Dataset rows showing where objects appear
***

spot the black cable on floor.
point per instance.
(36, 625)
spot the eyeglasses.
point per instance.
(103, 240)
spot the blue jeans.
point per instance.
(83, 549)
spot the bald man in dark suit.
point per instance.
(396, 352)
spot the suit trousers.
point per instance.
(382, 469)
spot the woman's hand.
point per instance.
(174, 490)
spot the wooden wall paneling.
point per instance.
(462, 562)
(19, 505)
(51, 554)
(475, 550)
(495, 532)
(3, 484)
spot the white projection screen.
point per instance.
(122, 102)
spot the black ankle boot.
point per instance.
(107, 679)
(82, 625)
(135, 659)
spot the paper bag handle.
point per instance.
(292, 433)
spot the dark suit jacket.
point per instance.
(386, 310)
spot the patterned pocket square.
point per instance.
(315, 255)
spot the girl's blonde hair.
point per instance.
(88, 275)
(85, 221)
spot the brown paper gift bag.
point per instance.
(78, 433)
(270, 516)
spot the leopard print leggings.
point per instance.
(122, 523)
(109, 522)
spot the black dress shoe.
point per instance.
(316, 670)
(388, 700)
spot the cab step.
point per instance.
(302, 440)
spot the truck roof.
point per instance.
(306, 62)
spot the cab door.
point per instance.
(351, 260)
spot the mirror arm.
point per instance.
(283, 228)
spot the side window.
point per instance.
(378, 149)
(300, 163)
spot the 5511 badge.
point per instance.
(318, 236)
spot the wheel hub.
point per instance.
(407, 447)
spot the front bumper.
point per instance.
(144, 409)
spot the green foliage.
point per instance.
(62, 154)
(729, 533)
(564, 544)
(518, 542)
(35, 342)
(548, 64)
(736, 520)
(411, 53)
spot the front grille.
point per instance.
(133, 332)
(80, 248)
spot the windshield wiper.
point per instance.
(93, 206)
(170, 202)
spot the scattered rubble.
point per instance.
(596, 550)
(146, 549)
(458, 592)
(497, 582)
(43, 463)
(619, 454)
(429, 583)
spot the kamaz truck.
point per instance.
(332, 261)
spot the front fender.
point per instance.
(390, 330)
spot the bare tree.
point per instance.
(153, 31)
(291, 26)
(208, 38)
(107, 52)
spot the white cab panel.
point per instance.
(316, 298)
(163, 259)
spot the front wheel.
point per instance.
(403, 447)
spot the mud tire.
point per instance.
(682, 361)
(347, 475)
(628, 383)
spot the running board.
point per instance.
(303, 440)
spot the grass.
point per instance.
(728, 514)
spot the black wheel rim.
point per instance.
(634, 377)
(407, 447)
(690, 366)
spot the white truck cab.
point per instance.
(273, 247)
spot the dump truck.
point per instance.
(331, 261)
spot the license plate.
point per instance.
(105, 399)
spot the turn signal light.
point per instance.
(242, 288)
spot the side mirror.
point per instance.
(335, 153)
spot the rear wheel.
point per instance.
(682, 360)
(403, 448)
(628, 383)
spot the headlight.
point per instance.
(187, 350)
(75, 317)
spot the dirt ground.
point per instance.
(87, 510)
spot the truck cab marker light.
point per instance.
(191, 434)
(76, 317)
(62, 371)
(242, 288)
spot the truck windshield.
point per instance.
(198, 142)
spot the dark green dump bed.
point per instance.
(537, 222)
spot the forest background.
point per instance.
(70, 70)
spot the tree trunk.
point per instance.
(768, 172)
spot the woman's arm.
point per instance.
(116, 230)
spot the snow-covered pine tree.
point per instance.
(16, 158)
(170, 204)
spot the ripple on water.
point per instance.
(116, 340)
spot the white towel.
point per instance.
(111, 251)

***

*THE TASK*
Write out all of the data above again, swapping each "point per instance" for "mark each instance" and leaving every other word and figure as it stands.

*THE COMPLETED TASK*
spot the black cable on floor.
mark each instance.
(36, 625)
spot the eyeglasses.
mark each instance.
(103, 240)
spot the blue jeans.
mark each instance.
(83, 549)
spot the bald man in dark suit.
mark each instance.
(396, 352)
spot the suit trousers.
mark each instance.
(382, 469)
spot the woman's hand.
mark each instance.
(174, 490)
spot the wooden wall paneling.
mark each instance.
(462, 562)
(19, 505)
(51, 554)
(475, 550)
(495, 532)
(3, 484)
spot the white projection screen.
mark each instance.
(122, 102)
spot the black ankle boot.
mark each instance.
(107, 679)
(82, 625)
(135, 659)
spot the paper bag handle.
mark each instance.
(292, 433)
spot the dark suit jacket.
mark each instance.
(386, 310)
spot the patterned pocket square.
mark each instance.
(315, 255)
spot the girl's blonde hair.
mark each instance.
(88, 275)
(85, 221)
spot the brown paper gift bag.
mark each instance.
(78, 433)
(270, 516)
spot the leopard print leggings.
mark each instance.
(122, 523)
(109, 522)
spot the black dress shoe.
mark each instance.
(316, 670)
(388, 700)
spot the cab step.
mark each instance.
(302, 440)
spot the truck roof.
mark each instance.
(306, 62)
spot the cab door.
mark each instance.
(351, 260)
spot the mirror arm.
mark each instance.
(283, 228)
spot the side window.
mark each instance.
(378, 149)
(300, 163)
spot the 5511 badge.
mark each instance.
(318, 236)
spot the wheel hub.
mark each instance.
(407, 447)
spot the front bumper.
mark each instance.
(144, 409)
spot the green foliage.
mark each instance.
(62, 154)
(729, 533)
(564, 544)
(518, 542)
(35, 342)
(548, 64)
(736, 520)
(411, 53)
spot the front grille.
mark each instance.
(133, 332)
(80, 248)
spot the windshield wiper.
mark each instance.
(93, 206)
(170, 202)
spot the scattered rubble.
mark each instance.
(596, 550)
(146, 549)
(458, 592)
(497, 582)
(43, 463)
(619, 454)
(429, 583)
spot the kamaz truck.
mark each instance.
(332, 261)
spot the front fender.
mark each instance.
(390, 330)
spot the bare tree.
mark each instance.
(153, 31)
(291, 26)
(208, 38)
(107, 52)
spot the white cab panel.
mark each instance.
(316, 298)
(163, 259)
spot the front wheel.
mark each instance.
(403, 447)
spot the mud tire.
mark each instance.
(682, 361)
(347, 475)
(628, 383)
spot the running board.
mark each instance.
(303, 440)
spot the grass.
mark each instance.
(728, 514)
spot the black wheel rim.
mark each instance.
(634, 377)
(407, 447)
(690, 366)
spot the white truck cab.
mark each instance.
(273, 247)
spot the dump truck.
mark each instance.
(331, 261)
spot the license plate.
mark each instance.
(105, 399)
spot the turn signal light.
mark each instance.
(242, 288)
spot the side mirror.
mark each instance.
(335, 153)
spot the rear wheel.
mark each instance.
(682, 360)
(403, 448)
(628, 383)
spot the headlight.
mark each instance.
(187, 350)
(75, 317)
spot the dirt ground.
mark each instance.
(87, 510)
spot the truck cab marker light.
mark each instance.
(191, 434)
(76, 317)
(62, 371)
(242, 288)
spot the truck windshield.
mark each instance.
(198, 142)
spot the dark green dump bed.
mark each instance.
(537, 222)
spot the forest background.
mark each instance.
(70, 70)
spot the tree trunk.
mark each instance.
(768, 172)
spot the woman's arm.
mark each instance.
(116, 230)
spot the snow-covered pine tree.
mark each instance.
(16, 158)
(170, 204)
spot the ripple on water.
mark each instance.
(116, 340)
spot the white towel.
mark each instance.
(111, 251)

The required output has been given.